● **To be done**
1. Answer these questions about the butane equation thread, each in a few words:
(a) What formula is given for butane?
(b) Which element does the first reply say to balance first?
(c) According to the last reply, what is done to the equation throughout to avoid a fraction?
2. Translate this sentence from the butane equation thread into French: "Next balance the Hydrogen on both sides."
3. From the butane equation thread, print the passage starting with "Butane + oxygen" and going on through "oxygen is 02).".

● **Text excerpt**
Noob question- How to balance this equation? (1 Viewer)

[girlworld_club]

Butane + oxygen --> carbon dioxide + water

Please show full working, and how it eventually balances. Thanks!

btw. Butane is C4H10 (both sub scripts)

 

[ademb13]

first balance the carbon on both sides. Since there is 4 carbon on LHS, you put a 4 in front of the C02 on RHS.
Next balance the Hydrogen on both sides. Since there is 10 Hydrogen on LHS put a 5 in-front of the H2O on RHS.
Finally the oxygen, count the amount of oxygen on the RHS then put half of the number you count in-front of the oxygen on the LHS (as oxygen is 02).

you will get the hang of it

 

[ademb13]

so it becomes:
c4h10 + 13/2 o2 -----> 4Co2 + 5h2o

 

[girlworld_club]

so it becomes:
c4h10 + 13/2 o2 -----> 4Co2 + 5h2o

the answer at the back is 2c4H10 + 1302 ---> 8Co2 + 10 H20

 

[teeah]

I think that's pretty much the same thing, you're just mulitiplying it by 2 throughout so you don't have a fraction infront of the oxygen?

● **Material provided**

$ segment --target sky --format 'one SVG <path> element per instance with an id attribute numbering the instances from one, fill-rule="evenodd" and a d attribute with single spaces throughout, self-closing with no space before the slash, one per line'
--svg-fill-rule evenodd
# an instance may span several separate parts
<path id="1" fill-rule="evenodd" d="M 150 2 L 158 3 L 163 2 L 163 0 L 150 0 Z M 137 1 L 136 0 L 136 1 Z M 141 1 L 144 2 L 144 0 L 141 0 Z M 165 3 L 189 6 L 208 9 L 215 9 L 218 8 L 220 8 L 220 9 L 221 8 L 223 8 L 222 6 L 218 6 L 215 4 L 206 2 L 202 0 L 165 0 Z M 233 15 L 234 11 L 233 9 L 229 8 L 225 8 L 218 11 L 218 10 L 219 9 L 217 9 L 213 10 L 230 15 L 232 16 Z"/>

● **Expected answers**
1.
(a) C4H10
(b) Carbon
(c) It is multiplied by 2

2. Ensuite, équilibrez l'hydrogène des deux côtés.

3.
Butane + oxygen --> carbon dioxide + water

Please show full working, and how it eventually balances. Thanks!

btw. Butane is C4H10 (both sub scripts)

 

[ademb13]

first balance the carbon on both sides. Since there is 4 carbon on LHS, you put a 4 in front of the C02 on RHS.
Next balance the Hydrogen on both sides. Since there is 10 Hydrogen on LHS put a 5 in-front of the H2O on RHS.
Finally the oxygen, count the amount of oxygen on the RHS then put half of the number you count in-front of the oxygen on the LHS (as oxygen is 02).